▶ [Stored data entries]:
+++

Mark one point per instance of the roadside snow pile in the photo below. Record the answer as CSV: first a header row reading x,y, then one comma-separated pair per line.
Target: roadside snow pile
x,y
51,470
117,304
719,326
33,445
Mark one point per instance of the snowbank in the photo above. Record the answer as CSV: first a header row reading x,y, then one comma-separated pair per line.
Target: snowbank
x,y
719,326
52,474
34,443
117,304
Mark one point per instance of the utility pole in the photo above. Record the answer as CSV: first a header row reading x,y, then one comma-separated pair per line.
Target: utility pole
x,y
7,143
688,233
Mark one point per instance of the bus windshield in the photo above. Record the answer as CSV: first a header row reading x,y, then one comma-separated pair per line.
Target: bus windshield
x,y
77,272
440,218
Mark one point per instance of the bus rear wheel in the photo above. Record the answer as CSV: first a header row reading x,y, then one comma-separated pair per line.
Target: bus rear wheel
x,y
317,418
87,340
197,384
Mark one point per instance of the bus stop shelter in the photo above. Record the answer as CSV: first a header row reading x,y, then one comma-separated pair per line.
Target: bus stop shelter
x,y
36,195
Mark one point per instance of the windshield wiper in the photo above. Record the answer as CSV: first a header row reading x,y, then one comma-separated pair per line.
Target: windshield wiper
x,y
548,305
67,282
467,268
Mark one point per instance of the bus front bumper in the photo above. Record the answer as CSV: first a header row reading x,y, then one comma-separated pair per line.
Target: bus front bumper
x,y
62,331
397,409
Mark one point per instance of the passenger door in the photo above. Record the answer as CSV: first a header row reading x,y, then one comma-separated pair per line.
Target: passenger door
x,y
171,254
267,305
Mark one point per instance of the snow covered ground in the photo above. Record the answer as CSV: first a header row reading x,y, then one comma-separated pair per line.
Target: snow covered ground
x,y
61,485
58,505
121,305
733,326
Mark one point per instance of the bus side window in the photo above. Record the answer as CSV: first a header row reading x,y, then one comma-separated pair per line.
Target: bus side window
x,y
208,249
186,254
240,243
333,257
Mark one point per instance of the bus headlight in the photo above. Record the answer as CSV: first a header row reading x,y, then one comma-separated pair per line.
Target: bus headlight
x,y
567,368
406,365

+++

Give the data again in full, exactly.

Mark one point per instance of the roadside snow pile in the photo below. Record the answer as CSV: first a header row reading x,y, then one comma-separated pair per line.
Target: roadside snow pile
x,y
51,470
117,304
719,326
33,445
Mark one point per instance of the snowbank in the photo above. Record the answer as CSV: first a header row reading x,y, then one comma-separated pair per line.
Target: snowbank
x,y
719,326
52,474
34,443
117,304
Mark one point per instance of the utility pole in the photo above. Record the answer as CSV: first a header row reading x,y, then one comma-separated pair per line.
Target: utility pole
x,y
7,143
688,233
Mark one point per instance of the bus windshield in the photo above. Record the answer as CSV: first a header row reading x,y, then one comma-separated pair per line.
Target: bus windshield
x,y
77,272
440,218
Mark one point per instance of the bus rear wheel in the photo above. Record the answer as CSV: first a header row reading x,y, then one comma-separated pair per line.
Target: bus rear wheel
x,y
317,418
87,340
197,384
Mark one point per instance of the bus stop shelter in the photo above. Record the answer as CSV: first a header row reading x,y, then one comma-separated pair per line.
Target: bus stop shelter
x,y
36,195
Mark one point per instance of the windshield wiper in the photo above. Record the answer as CSV: first a header row reading x,y, then one comma-separated pair per line.
Target: windshield wiper
x,y
548,305
67,282
467,268
Mark one point per instance of the bus front bumper in the photo above. Record the answer as CSV: first a header row reading x,y, then one comma-separated pair per line.
Target: bus front bumper
x,y
62,331
397,409
Mark one point per instance of the passenger door in the photo above. Record the answer as CSV: first a header row reading x,y, then one comma-separated pair per line.
Target: passenger door
x,y
171,254
267,305
Mark one point per instance of the snow covered ground in the photo above. Record the answer as CSV: first a header row reading x,y, then one comma-separated pair per line.
Target: snow covered ground
x,y
61,485
58,505
121,305
733,326
Mark one point per instance of the bus side window in the photo above. Record the answer as CSV: first a header row reading x,y, then one comma-separated pair per line.
Target: bus side window
x,y
208,249
186,254
240,243
333,257
Mark one point per instance of the bus headlight in the photo above. Record the answer as CSV: first a header row reading x,y, then one comma-separated pair per line.
Target: bus headlight
x,y
567,368
406,365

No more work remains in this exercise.